## Your task
What follows is a set of records; repeat all of them exactly.
((
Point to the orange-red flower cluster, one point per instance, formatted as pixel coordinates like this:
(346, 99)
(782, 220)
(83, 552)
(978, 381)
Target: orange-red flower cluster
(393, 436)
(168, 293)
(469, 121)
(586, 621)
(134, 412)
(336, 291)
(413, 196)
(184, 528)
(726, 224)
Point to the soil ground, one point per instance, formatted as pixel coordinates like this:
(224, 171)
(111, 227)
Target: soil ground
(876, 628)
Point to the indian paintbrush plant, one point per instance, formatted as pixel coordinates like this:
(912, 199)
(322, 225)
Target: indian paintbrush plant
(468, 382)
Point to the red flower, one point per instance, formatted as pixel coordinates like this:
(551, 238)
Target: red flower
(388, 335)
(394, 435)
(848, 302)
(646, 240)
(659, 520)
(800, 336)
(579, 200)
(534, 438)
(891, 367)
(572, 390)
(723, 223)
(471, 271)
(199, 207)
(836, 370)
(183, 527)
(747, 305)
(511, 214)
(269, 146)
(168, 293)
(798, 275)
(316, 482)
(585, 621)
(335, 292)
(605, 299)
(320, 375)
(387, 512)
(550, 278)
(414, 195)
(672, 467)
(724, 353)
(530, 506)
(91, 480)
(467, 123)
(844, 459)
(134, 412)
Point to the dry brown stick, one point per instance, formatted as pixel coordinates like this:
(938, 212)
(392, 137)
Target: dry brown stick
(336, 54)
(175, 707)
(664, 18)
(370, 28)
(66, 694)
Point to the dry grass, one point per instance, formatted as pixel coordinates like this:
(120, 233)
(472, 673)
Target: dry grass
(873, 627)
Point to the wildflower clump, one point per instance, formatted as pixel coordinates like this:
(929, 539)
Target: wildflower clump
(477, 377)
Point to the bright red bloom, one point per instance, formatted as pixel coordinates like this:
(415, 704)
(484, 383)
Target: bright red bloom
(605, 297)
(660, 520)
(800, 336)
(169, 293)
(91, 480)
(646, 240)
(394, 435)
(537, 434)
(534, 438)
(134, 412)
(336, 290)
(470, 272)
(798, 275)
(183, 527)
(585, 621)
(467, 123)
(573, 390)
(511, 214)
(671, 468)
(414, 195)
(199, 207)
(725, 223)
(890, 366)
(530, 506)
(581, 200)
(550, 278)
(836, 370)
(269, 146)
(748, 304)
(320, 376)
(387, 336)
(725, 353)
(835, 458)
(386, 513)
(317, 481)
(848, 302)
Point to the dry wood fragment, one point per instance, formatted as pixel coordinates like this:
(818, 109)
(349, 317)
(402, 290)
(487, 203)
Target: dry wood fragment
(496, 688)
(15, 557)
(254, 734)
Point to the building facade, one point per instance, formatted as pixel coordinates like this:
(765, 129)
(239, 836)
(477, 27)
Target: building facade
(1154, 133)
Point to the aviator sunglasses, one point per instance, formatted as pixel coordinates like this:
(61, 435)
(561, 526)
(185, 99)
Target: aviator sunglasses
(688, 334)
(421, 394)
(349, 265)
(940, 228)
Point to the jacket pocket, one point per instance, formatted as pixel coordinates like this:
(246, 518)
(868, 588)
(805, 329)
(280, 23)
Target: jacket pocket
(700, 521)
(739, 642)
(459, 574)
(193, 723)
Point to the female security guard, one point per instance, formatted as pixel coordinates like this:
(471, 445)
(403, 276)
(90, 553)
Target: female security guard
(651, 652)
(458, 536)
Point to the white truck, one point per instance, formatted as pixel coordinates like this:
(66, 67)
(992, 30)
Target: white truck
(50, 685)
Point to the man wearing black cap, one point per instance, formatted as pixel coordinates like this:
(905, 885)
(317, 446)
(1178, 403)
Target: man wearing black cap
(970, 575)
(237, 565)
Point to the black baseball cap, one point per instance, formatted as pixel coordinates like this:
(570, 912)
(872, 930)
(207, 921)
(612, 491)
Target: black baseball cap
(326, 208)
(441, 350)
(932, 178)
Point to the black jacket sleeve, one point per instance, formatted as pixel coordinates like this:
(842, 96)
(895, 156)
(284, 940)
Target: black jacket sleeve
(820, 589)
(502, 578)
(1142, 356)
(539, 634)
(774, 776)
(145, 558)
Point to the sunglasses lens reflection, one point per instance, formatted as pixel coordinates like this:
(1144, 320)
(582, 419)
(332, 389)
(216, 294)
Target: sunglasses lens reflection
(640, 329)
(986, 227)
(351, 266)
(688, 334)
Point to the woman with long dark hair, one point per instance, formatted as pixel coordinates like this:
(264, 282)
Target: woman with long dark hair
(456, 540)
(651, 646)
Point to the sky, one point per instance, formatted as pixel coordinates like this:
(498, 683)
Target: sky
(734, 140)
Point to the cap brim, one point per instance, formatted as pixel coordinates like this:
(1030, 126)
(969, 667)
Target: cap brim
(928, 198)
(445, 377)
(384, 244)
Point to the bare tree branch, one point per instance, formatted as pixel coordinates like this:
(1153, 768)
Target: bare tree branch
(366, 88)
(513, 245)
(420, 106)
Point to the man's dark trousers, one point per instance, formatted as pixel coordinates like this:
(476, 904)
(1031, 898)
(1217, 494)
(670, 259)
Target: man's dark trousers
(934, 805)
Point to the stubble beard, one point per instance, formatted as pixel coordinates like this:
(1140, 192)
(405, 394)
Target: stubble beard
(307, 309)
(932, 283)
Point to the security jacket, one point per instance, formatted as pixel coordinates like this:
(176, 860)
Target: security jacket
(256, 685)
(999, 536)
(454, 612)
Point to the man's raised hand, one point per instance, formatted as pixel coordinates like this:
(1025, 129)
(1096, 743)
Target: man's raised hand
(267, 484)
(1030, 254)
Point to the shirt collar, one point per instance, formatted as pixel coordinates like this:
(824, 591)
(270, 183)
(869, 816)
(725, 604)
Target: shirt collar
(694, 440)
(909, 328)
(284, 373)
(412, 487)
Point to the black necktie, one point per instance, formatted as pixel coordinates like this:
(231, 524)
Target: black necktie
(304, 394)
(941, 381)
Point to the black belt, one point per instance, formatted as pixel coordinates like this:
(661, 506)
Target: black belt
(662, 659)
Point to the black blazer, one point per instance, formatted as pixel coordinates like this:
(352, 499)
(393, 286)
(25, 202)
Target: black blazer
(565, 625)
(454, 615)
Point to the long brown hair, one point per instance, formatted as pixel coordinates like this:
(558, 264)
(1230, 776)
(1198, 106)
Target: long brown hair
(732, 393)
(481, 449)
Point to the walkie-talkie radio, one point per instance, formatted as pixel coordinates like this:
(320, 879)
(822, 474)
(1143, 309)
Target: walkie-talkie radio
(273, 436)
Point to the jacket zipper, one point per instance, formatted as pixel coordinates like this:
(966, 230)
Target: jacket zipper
))
## Task output
Point to the orange-red flower cluster, one point per instance, formatted as pixel coordinates like this:
(346, 99)
(782, 220)
(83, 552)
(978, 381)
Target: orange-red flower cluster
(393, 436)
(168, 293)
(469, 121)
(586, 621)
(134, 412)
(336, 291)
(413, 196)
(184, 528)
(726, 224)
Point to the soil ground, one point per instance, formatted as pixel coordinates like this:
(224, 171)
(111, 227)
Target: soil ground
(876, 628)
Point to the indian paintbrush plant, one point per instance, formatted as pixel coordinates like this:
(912, 199)
(322, 225)
Target: indian paintbrush plant
(468, 382)
Point to the red flower, one point per instance, formatted as pixel coordinates like this:
(551, 238)
Target: red flower
(388, 335)
(394, 435)
(848, 302)
(646, 240)
(659, 520)
(800, 336)
(579, 200)
(534, 438)
(891, 367)
(572, 390)
(723, 223)
(471, 271)
(199, 207)
(836, 370)
(183, 527)
(747, 305)
(511, 214)
(269, 146)
(168, 293)
(798, 275)
(316, 482)
(585, 621)
(335, 292)
(605, 299)
(320, 375)
(387, 512)
(550, 278)
(414, 195)
(672, 467)
(724, 353)
(530, 506)
(91, 480)
(467, 123)
(844, 459)
(134, 412)
Point to the dry brown stick, one point per instance, formatted as pixel coordinates like this:
(938, 212)
(392, 137)
Target: dry brown stick
(336, 54)
(175, 707)
(664, 18)
(370, 28)
(66, 694)
Point to the dry grass, one point per instance, formatted as pixel coordinates like this:
(120, 233)
(472, 673)
Target: dry grass
(873, 627)
Point to the wildflower clump, one point per instance, formatted as pixel coordinates like this:
(929, 539)
Target: wildflower clump
(477, 377)
Point to the bright red bloom, one point per instance, formatted as pixel coordinates like this:
(415, 704)
(484, 383)
Target: bright red bloom
(605, 297)
(660, 520)
(800, 336)
(169, 293)
(91, 480)
(646, 240)
(394, 435)
(537, 434)
(534, 438)
(134, 412)
(336, 290)
(470, 272)
(798, 275)
(183, 527)
(585, 621)
(467, 123)
(573, 390)
(511, 214)
(671, 468)
(414, 195)
(199, 207)
(725, 223)
(890, 366)
(530, 506)
(581, 200)
(550, 278)
(836, 370)
(269, 146)
(748, 304)
(320, 376)
(387, 336)
(725, 353)
(835, 458)
(386, 513)
(317, 481)
(848, 302)
Point to the dry wood fragment, one point per instance, formatted as pixel coordinates like this:
(818, 109)
(349, 317)
(402, 290)
(487, 203)
Target: dry wood fragment
(496, 688)
(15, 557)
(254, 734)
Point to the building facade, one point per instance, formatted as pixel coordinates like this:
(765, 129)
(239, 836)
(477, 27)
Target: building facade
(1154, 133)
Point to the aviator sunglasses, one point per instance, formatted as pixel coordinates like this:
(61, 435)
(561, 526)
(185, 99)
Target: aviator sunglasses
(688, 334)
(421, 394)
(349, 265)
(940, 228)
Point to the jacket pocket, one point per instance, formatted as pixel coordinates like this:
(246, 518)
(868, 588)
(805, 329)
(280, 23)
Target: jacket pocket
(700, 521)
(739, 642)
(459, 574)
(193, 723)
Point to the female security guard, one point per instance, formatted as pixel coordinates like this:
(471, 445)
(403, 276)
(90, 553)
Target: female security guard
(651, 652)
(458, 536)
Point to the white truck, one point per instance, formatted as pixel coordinates like this:
(66, 67)
(992, 30)
Target: white truck
(50, 685)
Point to the man wearing black cap, one point per instance, formatted as pixel coordinates like this:
(905, 885)
(317, 446)
(1178, 403)
Target: man wearing black cap
(970, 575)
(237, 565)
Point to the black baseball cap, one point per instance, formatted as pixel coordinates like this:
(570, 912)
(872, 930)
(207, 921)
(612, 491)
Target: black baseball cap
(326, 208)
(441, 350)
(932, 178)
Point to the black jacket sleeve, one point per instance, formatted as pixel coordinates like this:
(842, 96)
(895, 156)
(284, 940)
Target: black jacket sleeve
(820, 589)
(502, 578)
(1142, 356)
(539, 634)
(774, 776)
(145, 558)
Point to the sunglasses lens reflection, one point per instance, formatted as pixel coordinates like this:
(1144, 320)
(582, 419)
(332, 389)
(216, 294)
Target: sunglasses lens reflection
(640, 329)
(986, 227)
(351, 266)
(688, 334)
Point to the woman with long dark hair, one point per instance, formatted as pixel coordinates like this:
(264, 282)
Target: woman with long dark hair
(456, 540)
(651, 646)
Point to the sky, one point per instance, formatted as pixel coordinates like this:
(498, 683)
Target: sky
(734, 140)
Point to the cap brim, one point per instance, formatted as pixel coordinates like this:
(1030, 126)
(969, 667)
Target: cap brim
(928, 198)
(445, 377)
(384, 244)
Point to the bare tree branch, one point per instance, formatted as pixel coordinates like this:
(1153, 768)
Target: bare tree branch
(366, 88)
(513, 245)
(420, 106)
Point to the man's dark trousers, one point per instance, formatted as pixel coordinates like this:
(476, 904)
(1031, 898)
(1217, 494)
(670, 259)
Target: man's dark trousers
(934, 805)
Point to the stubble beard, one point per instance, formatted as pixel coordinates like this:
(1140, 192)
(405, 394)
Target: stubble beard
(307, 309)
(932, 283)
Point to the security jacket, one point per instance, formatted as pixel coordinates like this:
(176, 860)
Target: security jacket
(256, 685)
(999, 536)
(454, 612)
Point to the man's raised hand, one point per instance, formatted as pixel coordinates like this:
(1025, 129)
(1096, 743)
Target: man's raised hand
(267, 484)
(1030, 254)
Point to the shirt collar, one point per instance, formatted as pixel coordinates like this:
(824, 591)
(270, 183)
(869, 816)
(725, 604)
Target: shirt collar
(694, 440)
(909, 328)
(284, 373)
(412, 487)
Point to the black necktie, one point per instance, formatted as pixel coordinates like this:
(231, 524)
Target: black necktie
(304, 394)
(941, 381)
Point to the black belt, one point per instance, formatted as pixel coordinates like this:
(661, 506)
Target: black belt
(662, 659)
Point to the black blazer, one point per instance, formatted as pixel coordinates like this:
(352, 499)
(393, 286)
(25, 202)
Target: black blazer
(565, 625)
(454, 615)
Point to the long brown hair, one point per instance, formatted as pixel coordinates like this:
(558, 264)
(1230, 776)
(1198, 106)
Target: long brown hair
(732, 393)
(481, 449)
Point to the walkie-talkie radio, one point per instance, formatted as pixel coordinates like this:
(320, 879)
(822, 474)
(1143, 309)
Target: walkie-talkie radio
(273, 436)
Point to the jacket zipper, one point per instance, formatted as pixel coordinates like this:
(966, 230)
Target: jacket zipper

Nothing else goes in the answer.